[start]

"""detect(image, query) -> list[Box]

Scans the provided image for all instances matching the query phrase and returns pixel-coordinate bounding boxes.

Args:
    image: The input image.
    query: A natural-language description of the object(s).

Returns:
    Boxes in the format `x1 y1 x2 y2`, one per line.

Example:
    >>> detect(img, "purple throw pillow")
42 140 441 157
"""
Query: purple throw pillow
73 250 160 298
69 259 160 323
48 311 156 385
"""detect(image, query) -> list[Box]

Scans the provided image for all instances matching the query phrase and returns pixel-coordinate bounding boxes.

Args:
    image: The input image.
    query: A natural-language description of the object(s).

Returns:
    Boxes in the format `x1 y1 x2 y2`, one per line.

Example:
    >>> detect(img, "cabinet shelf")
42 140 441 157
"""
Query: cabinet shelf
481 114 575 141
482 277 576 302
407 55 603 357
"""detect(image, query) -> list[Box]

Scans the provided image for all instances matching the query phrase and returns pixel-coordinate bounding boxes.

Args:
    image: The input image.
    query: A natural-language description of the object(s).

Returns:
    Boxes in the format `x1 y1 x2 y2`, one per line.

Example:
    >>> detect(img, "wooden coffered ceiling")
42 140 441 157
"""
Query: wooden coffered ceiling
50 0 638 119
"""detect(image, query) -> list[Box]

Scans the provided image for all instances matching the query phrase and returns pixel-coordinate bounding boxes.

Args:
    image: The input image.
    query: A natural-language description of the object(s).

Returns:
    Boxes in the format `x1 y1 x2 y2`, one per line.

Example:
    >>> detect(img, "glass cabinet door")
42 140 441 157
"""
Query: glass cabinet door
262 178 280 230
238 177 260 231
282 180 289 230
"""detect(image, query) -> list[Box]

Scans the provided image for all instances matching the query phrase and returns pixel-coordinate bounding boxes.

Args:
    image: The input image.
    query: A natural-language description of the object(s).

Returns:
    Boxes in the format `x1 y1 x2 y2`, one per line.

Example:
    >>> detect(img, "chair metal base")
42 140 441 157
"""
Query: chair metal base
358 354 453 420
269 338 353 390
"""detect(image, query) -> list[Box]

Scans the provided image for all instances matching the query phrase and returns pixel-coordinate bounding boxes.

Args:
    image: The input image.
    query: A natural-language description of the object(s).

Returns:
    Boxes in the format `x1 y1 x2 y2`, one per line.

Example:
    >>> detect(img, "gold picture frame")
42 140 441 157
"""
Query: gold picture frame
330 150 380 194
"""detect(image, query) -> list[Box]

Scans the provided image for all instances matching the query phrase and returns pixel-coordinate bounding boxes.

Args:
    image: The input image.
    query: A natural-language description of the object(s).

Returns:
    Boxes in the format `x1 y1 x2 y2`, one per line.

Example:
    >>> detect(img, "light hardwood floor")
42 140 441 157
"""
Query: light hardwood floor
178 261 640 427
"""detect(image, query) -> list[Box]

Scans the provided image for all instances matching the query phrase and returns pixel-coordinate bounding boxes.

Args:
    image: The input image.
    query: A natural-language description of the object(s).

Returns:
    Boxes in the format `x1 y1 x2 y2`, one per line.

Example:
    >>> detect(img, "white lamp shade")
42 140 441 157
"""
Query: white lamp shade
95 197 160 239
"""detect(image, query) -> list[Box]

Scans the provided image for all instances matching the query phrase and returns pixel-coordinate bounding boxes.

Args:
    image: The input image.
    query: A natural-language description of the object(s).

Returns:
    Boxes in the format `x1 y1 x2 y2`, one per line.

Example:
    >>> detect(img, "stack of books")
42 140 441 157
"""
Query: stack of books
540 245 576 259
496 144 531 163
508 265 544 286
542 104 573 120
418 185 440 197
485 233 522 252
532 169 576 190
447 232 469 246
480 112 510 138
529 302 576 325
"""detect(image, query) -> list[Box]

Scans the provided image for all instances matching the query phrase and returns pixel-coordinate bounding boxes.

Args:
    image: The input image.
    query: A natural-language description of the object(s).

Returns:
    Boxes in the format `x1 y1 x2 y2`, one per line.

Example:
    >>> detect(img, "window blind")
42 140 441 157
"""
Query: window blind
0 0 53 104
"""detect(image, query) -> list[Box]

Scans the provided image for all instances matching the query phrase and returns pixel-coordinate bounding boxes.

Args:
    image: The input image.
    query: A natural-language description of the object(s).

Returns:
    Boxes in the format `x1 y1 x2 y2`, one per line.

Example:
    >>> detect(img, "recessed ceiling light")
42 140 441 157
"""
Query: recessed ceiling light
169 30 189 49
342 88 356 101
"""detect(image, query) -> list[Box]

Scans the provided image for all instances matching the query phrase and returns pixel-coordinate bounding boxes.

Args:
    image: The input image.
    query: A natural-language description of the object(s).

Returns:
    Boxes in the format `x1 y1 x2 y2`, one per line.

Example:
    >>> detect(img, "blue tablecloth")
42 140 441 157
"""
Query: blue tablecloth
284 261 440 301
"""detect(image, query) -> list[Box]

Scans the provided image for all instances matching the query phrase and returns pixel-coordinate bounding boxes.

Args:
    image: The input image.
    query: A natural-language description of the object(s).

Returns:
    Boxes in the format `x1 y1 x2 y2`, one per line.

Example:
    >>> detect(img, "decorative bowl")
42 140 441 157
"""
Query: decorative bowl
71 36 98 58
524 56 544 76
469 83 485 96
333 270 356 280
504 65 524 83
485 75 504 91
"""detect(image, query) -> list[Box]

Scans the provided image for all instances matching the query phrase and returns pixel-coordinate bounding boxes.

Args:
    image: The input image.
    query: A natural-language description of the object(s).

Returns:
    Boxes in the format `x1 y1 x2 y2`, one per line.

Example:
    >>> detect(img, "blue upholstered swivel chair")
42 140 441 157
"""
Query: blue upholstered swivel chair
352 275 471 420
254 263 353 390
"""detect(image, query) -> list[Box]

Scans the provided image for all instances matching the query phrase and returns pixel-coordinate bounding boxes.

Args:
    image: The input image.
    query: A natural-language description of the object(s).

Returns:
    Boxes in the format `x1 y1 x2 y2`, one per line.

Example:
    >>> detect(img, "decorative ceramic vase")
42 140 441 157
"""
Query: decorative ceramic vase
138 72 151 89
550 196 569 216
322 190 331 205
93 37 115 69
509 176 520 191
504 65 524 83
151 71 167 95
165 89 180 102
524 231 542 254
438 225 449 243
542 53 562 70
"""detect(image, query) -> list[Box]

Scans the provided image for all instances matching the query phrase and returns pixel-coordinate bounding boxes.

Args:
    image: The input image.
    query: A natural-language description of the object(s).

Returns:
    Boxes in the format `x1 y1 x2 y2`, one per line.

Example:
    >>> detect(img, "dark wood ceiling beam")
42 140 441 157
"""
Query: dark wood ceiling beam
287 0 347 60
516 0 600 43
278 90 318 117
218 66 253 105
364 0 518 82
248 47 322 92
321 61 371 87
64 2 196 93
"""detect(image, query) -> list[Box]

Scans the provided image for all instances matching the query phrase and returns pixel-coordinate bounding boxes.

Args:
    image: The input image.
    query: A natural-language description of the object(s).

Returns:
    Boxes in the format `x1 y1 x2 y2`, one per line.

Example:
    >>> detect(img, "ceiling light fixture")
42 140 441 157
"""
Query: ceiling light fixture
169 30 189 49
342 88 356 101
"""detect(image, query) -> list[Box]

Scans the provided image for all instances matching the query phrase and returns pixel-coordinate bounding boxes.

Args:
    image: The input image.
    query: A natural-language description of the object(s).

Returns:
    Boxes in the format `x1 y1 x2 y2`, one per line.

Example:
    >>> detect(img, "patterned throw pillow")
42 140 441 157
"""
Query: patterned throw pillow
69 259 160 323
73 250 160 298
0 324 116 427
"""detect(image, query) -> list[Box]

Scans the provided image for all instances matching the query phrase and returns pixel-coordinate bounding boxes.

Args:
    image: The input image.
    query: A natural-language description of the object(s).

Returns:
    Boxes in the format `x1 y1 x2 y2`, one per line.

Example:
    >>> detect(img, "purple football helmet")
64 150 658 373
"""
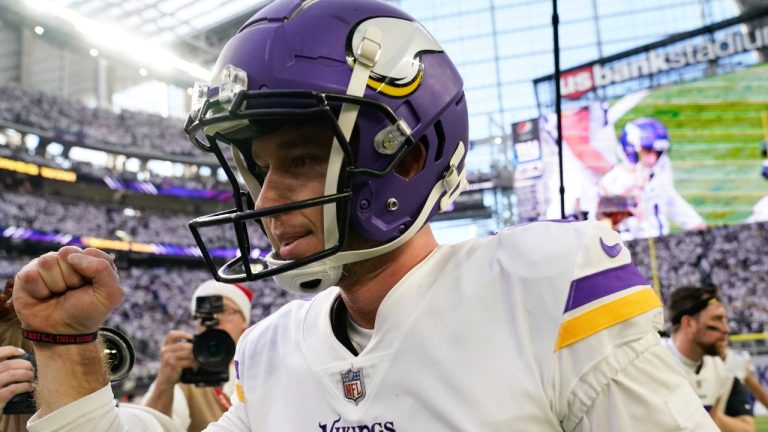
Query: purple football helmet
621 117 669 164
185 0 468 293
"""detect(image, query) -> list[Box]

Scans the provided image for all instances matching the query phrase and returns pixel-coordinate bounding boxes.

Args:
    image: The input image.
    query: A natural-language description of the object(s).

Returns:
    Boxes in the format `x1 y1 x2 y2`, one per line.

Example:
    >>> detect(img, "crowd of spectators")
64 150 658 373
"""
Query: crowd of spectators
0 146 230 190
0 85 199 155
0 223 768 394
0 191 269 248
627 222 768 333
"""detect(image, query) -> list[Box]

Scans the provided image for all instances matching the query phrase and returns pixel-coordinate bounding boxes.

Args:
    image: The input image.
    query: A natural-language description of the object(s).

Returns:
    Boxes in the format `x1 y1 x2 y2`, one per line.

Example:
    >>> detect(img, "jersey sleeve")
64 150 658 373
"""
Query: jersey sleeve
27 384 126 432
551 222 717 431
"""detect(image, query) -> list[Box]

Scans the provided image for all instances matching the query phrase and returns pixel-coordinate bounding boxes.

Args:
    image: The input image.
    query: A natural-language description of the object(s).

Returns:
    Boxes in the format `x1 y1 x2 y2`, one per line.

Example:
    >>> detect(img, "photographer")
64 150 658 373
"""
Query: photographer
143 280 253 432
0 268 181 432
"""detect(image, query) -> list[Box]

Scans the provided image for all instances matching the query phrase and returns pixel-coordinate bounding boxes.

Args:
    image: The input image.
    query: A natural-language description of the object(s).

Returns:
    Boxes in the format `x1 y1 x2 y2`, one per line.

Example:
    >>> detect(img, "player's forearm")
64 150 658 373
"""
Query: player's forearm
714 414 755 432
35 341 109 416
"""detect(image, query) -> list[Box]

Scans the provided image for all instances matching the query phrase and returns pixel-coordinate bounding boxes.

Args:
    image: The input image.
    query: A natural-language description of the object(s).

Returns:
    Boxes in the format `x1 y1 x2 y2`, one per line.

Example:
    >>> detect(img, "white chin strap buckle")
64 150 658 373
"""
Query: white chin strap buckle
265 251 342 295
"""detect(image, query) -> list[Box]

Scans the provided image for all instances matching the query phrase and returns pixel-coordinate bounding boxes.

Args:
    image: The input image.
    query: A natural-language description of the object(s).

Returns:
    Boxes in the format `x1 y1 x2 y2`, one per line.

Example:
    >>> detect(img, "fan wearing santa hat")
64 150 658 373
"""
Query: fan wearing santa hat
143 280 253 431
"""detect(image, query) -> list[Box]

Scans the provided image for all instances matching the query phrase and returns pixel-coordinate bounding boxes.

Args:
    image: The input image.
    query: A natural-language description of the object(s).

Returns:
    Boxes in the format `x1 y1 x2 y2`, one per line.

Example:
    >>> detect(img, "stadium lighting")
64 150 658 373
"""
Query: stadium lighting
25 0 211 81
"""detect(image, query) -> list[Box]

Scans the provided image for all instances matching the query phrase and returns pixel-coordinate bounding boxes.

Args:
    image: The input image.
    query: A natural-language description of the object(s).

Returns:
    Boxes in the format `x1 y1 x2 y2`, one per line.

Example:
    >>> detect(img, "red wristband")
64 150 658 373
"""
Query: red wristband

[end]

> _The problem_:
Rewrite the material from its beginning up to and including the line with "50 0 638 119", replacing "purple throw pillow" with "green throw pillow" and changing nothing else.

> _The output_:
"""detect(image, query) -> list[Box]

Scans the provided image for all instances matching the query phrase and returns pixel-coordinate bounding boxes.

Args:
    image: The input image.
    query: A natural-language description of the object(s).

Returns:
    Boxes in the format `x1 y1 x2 y2`, one per line.

Example:
    >>> detect(img, "green throw pillow")
42 140 441 157
"""
Query: green throw pillow
73 250 160 298
69 259 160 323
48 311 156 385
"""detect(image, query) -> list[Box]

Scans the provided image for all instances matching the query phrase and returns pixel-coordinate bounding boxes.

Args:
    image: The input image.
    query: A natural-language description of the object(s).

Returns:
    Boxes in the format `x1 y1 x2 y2`, one per line.

Example:
    >>> detect(img, "cabinet shelf")
42 140 441 157
"""
Query: cabinet shelf
481 114 575 141
482 277 576 302
407 55 603 357
"""detect(image, query) -> list[Box]

Scans the provided image for all instances matching the query phrase and returns pixel-coordinate bounding boxes.

Args:
    image: The input image.
    query: A natural-language description of the object(s).

Returns:
    Boxes in the format `x1 y1 x2 y2`, one per line.

Example:
    >>> detect(img, "wooden coffered ceiling")
42 140 441 157
"""
Query: wooden coffered ceiling
50 0 638 119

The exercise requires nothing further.